• **Stated problem**
Quote every entry word for word.

═════ Given data

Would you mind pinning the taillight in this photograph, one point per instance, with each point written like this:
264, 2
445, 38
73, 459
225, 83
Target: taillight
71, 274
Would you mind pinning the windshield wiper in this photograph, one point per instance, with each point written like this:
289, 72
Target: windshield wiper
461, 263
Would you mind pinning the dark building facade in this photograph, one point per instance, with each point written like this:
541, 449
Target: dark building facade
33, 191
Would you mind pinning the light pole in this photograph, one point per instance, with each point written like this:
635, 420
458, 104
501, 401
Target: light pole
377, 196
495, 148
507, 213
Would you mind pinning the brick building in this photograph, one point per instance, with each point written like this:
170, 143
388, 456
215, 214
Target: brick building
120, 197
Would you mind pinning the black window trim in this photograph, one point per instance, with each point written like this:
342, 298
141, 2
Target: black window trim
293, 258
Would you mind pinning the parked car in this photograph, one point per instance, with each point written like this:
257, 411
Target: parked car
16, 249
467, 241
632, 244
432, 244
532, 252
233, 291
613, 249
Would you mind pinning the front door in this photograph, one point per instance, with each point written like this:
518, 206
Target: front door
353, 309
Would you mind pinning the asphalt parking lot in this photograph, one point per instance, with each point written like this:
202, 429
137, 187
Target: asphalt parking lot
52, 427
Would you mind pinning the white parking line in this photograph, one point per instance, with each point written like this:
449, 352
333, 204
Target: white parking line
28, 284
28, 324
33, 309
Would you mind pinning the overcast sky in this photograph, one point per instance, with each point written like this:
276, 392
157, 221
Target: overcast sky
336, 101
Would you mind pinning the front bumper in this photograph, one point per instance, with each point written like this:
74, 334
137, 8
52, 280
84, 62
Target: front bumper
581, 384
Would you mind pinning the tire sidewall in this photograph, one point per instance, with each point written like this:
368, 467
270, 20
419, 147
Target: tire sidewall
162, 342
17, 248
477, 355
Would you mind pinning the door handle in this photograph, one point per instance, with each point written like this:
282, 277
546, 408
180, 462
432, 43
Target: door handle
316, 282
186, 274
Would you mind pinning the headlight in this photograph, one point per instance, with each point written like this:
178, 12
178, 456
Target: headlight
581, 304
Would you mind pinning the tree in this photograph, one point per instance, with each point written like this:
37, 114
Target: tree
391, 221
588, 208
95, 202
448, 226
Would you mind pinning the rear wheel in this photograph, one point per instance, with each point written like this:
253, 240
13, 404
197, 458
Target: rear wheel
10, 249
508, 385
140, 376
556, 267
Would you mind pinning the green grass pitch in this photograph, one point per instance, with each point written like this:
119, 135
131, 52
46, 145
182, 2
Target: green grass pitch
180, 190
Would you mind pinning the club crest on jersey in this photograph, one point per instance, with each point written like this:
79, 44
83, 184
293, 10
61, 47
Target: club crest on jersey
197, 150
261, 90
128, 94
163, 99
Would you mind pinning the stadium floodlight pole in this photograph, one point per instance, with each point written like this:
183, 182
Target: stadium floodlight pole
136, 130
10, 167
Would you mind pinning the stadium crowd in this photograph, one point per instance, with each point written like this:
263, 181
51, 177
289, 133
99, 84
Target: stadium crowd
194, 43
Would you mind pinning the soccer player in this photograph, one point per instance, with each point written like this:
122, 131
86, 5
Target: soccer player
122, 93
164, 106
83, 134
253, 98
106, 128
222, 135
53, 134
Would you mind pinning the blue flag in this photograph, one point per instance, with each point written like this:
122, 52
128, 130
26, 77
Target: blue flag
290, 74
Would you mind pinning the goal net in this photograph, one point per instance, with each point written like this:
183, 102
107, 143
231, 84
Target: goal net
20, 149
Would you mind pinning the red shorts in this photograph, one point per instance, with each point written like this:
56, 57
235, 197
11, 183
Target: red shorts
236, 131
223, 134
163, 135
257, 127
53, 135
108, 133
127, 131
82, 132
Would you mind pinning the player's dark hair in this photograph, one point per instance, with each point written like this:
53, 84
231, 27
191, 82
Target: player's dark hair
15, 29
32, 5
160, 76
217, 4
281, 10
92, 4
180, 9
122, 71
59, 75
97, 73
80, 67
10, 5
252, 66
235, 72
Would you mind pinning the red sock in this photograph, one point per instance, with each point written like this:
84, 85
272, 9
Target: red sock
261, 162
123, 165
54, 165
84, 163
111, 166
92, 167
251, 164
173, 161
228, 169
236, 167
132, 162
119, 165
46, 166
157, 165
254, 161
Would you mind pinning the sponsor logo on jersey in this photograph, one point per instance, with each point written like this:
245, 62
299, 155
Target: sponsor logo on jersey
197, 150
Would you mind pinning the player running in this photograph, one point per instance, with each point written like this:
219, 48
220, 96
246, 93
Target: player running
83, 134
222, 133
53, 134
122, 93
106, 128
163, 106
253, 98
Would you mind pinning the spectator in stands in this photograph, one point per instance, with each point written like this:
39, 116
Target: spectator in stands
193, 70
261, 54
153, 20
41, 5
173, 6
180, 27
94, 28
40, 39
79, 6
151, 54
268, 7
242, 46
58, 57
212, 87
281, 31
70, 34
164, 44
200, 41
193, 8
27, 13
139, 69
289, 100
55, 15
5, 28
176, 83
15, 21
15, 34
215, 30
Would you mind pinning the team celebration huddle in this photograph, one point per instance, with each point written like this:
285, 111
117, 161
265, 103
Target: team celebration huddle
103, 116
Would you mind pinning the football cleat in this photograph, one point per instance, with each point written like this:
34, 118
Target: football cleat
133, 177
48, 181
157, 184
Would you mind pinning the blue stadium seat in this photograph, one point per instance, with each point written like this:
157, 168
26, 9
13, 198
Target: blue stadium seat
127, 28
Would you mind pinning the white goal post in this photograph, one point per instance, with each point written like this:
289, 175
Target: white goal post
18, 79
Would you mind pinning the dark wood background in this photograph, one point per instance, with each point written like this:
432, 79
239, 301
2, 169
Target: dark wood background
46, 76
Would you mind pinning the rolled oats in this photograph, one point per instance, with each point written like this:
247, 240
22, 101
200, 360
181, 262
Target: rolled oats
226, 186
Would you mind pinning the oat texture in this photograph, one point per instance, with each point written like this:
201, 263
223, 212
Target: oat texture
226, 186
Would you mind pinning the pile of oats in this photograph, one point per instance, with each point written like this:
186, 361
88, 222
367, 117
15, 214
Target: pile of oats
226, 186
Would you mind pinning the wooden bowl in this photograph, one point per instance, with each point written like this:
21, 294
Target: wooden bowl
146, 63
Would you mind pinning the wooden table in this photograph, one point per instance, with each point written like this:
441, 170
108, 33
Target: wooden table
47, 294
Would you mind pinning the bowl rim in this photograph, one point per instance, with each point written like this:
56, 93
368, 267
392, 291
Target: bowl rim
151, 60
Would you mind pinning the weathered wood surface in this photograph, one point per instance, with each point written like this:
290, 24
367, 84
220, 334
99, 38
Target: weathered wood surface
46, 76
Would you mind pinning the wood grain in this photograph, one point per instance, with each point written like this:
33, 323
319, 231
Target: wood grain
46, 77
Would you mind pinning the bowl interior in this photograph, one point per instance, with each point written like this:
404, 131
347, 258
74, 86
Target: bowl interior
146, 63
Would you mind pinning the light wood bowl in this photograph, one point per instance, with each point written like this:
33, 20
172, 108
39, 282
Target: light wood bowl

══════════

• **Task answer**
Would you mind pinning the taillight in this photograph, one point per instance, with each point written like this:
264, 2
445, 38
73, 459
225, 83
Target: taillight
71, 274
Would you mind pinning the windshield wiper in this photograph, one point per instance, with each point written like this:
289, 72
Target: windshield wiper
461, 263
Would you mind pinning the dark building facade in this photograph, one point per instance, with each point written like this:
541, 449
Target: dark building facade
33, 191
Would you mind pinning the light pole in this photograph, one point per instance, with each point written like this:
635, 420
458, 104
501, 401
Target: light pole
377, 196
495, 148
507, 213
Would you mind pinning the brick building in this photograph, one point per instance, with each point written like this:
170, 143
388, 456
215, 214
Target: brick building
120, 197
Would you mind pinning the black window trim in this photograph, one point per instance, with each point written like this:
342, 298
141, 2
Target: black window trim
293, 258
Would you mind pinning the parked car in this photograph, one point per instance, with each point written like this:
257, 411
Target: parked car
16, 249
467, 241
632, 244
432, 244
532, 252
233, 291
613, 249
Would you mind pinning the front door in this photograph, one point per instance, with each point written like this:
518, 206
Target: front door
353, 309
Would you mind pinning the asphalt parking lot in this photograph, one point per instance, with each point written like this:
202, 429
137, 187
Target: asphalt parking lot
52, 427
Would you mind pinning the white parking line in this photograph, one point per instance, with each point written like this:
449, 352
333, 204
Target: white parking line
28, 284
28, 324
33, 309
Would you mind pinning the overcast sky in this photograph, one point per instance, with each point written like this:
276, 392
157, 221
Target: overcast sky
336, 101
Would you mind pinning the front bumper in this photograph, one point per instance, with each point written like this:
74, 334
137, 8
52, 280
84, 62
Target: front bumper
581, 384
Would you mind pinning the tire sidewall in this photograph, one point per instance, with each point written like this:
368, 467
270, 20
419, 147
Target: tire sidewall
162, 342
17, 248
477, 355
Would you mind pinning the door handle in this photograph, one point per instance, with each point written like this:
282, 277
546, 408
180, 462
432, 43
Target: door handle
316, 282
186, 274
Would you mind pinning the headlight in this photograph, one point per instance, with each point written like this:
178, 12
178, 456
Target: headlight
581, 304
Would you mind pinning the tree in this photograph, one point per instance, with each point written like this:
37, 114
Target: tree
391, 221
588, 208
95, 202
448, 226
Would you mind pinning the rear wheel in this photograph, one point per instance, with each point written like this:
253, 240
13, 404
197, 458
Target: rear wheel
10, 249
508, 385
140, 376
556, 267
Would you mind pinning the green grass pitch in this photograph, one point per instance, with each point written like this:
119, 135
131, 52
46, 145
182, 2
Target: green grass pitch
180, 190
Would you mind pinning the club crest on jersey in this photograph, one point per instance, with each point written like this:
79, 44
83, 184
293, 10
61, 47
Target: club crest on jersey
197, 150
261, 90
128, 94
163, 99
Would you mind pinning the stadium floodlight pole in this photograph, one point per instance, with each point written like this:
183, 182
Target: stadium floodlight pole
136, 130
10, 167
Would you mind pinning the stadium crowd in this photograph, one point per instance, with each point written like this:
263, 181
51, 177
289, 133
99, 84
Target: stadium crowd
194, 43
Would you mind pinning the soccer player in this photograph, one point per instance, with each point written like this:
122, 131
86, 5
Target: soccer player
122, 93
164, 106
83, 134
253, 98
106, 128
222, 135
53, 134
Would you mind pinning the blue flag in this photograph, one point per instance, with each point written like this:
122, 52
128, 130
26, 77
Target: blue flag
290, 74
Would you mind pinning the goal net in this photograph, one point per instance, with each point written like this:
183, 102
107, 143
231, 84
Target: goal net
20, 149
Would you mind pinning the red shorts in this photograph, one point per instance, with each point written like this:
56, 57
235, 197
11, 183
Target: red shorts
236, 131
223, 134
163, 135
257, 127
53, 135
108, 133
127, 131
82, 132
Would you mind pinning the player's dark hair in this photograph, one point per instance, with each point written like this:
53, 84
231, 27
191, 82
Target: player's dark hair
15, 29
32, 5
160, 76
217, 4
281, 10
92, 4
180, 9
122, 71
59, 75
97, 73
80, 67
10, 5
252, 66
235, 72
Would you mind pinning the red sock in this photograph, one point per instance, with each point written like this:
84, 85
272, 9
Target: red sock
261, 162
123, 165
54, 165
84, 163
111, 166
92, 167
251, 164
173, 161
228, 169
236, 167
132, 162
119, 165
46, 166
157, 165
254, 161
Would you mind pinning the sponsor logo on jersey in this photograph, one point per instance, with each point written like this:
245, 62
299, 155
Target: sponsor logo on jersey
197, 150
Would you mind pinning the player running in this photograph, one point per instance, with each point written like this:
219, 48
220, 96
246, 93
Target: player running
83, 134
222, 133
53, 134
122, 93
106, 128
163, 106
253, 98
Would you mind pinning the spectator in stands in this photograph, one point per instance, with each point written like this:
39, 116
Target: spectator in stands
193, 70
261, 54
153, 20
41, 5
173, 6
180, 27
94, 28
40, 39
79, 6
151, 54
268, 7
242, 46
58, 57
212, 87
281, 31
70, 34
164, 44
200, 41
193, 8
27, 13
139, 69
289, 100
55, 15
5, 28
176, 83
15, 21
15, 34
215, 30
Would you mind pinning the team celebration huddle in this photograph, one point per instance, with each point written like this:
285, 111
117, 161
265, 103
Target: team celebration huddle
103, 116
Would you mind pinning the football cleat in this photograph, one point per instance, with each point written like this:
34, 118
Target: football cleat
133, 177
48, 181
157, 184
Would you mind pinning the blue stadium seat in this photograph, one point per instance, with each point written like this:
157, 168
26, 9
13, 198
Target: blue stadium seat
127, 28
Would you mind pinning the white goal post in this photograph, one point per instance, with each point written like this:
289, 175
Target: white goal post
18, 79
Would you mind pinning the dark wood background in this photograph, one point per instance, with each point written like this:
432, 79
239, 301
2, 169
Target: dark wood background
46, 76
Would you mind pinning the rolled oats in this photograph, one point per instance, with each point written like this:
247, 240
22, 101
200, 360
181, 262
Target: rolled oats
226, 186
Would you mind pinning the oat texture in this photograph, one point per instance, with each point written like this:
201, 263
223, 212
Target: oat texture
226, 186
Would you mind pinning the pile of oats in this photograph, one point per instance, with each point written like this:
186, 361
88, 222
367, 117
15, 214
Target: pile of oats
226, 186
Would you mind pinning the wooden bowl in this photograph, one point per instance, with each point written like this:
21, 294
Target: wooden bowl
146, 63
Would you mind pinning the wooden table in this photograph, one point per instance, with each point written like this:
441, 170
108, 33
Target: wooden table
47, 294
Would you mind pinning the bowl rim in this photograph, one point per instance, with each point written like this:
56, 93
368, 267
392, 291
Target: bowl rim
151, 60
Would you mind pinning the weathered wood surface in this photograph, one point per instance, with each point written like this:
290, 24
367, 84
220, 334
99, 38
Target: weathered wood surface
46, 76
Would you mind pinning the wood grain in this photograph, one point per instance, with each point written like this:
33, 323
319, 231
Target: wood grain
46, 77
Would you mind pinning the bowl interior in this photograph, one point per instance, with each point written like this:
404, 131
347, 258
74, 86
Target: bowl interior
146, 63
Would you mind pinning the light wood bowl in this photograph, one point per instance, with each point written like this:
33, 20
172, 108
39, 282
Target: light wood bowl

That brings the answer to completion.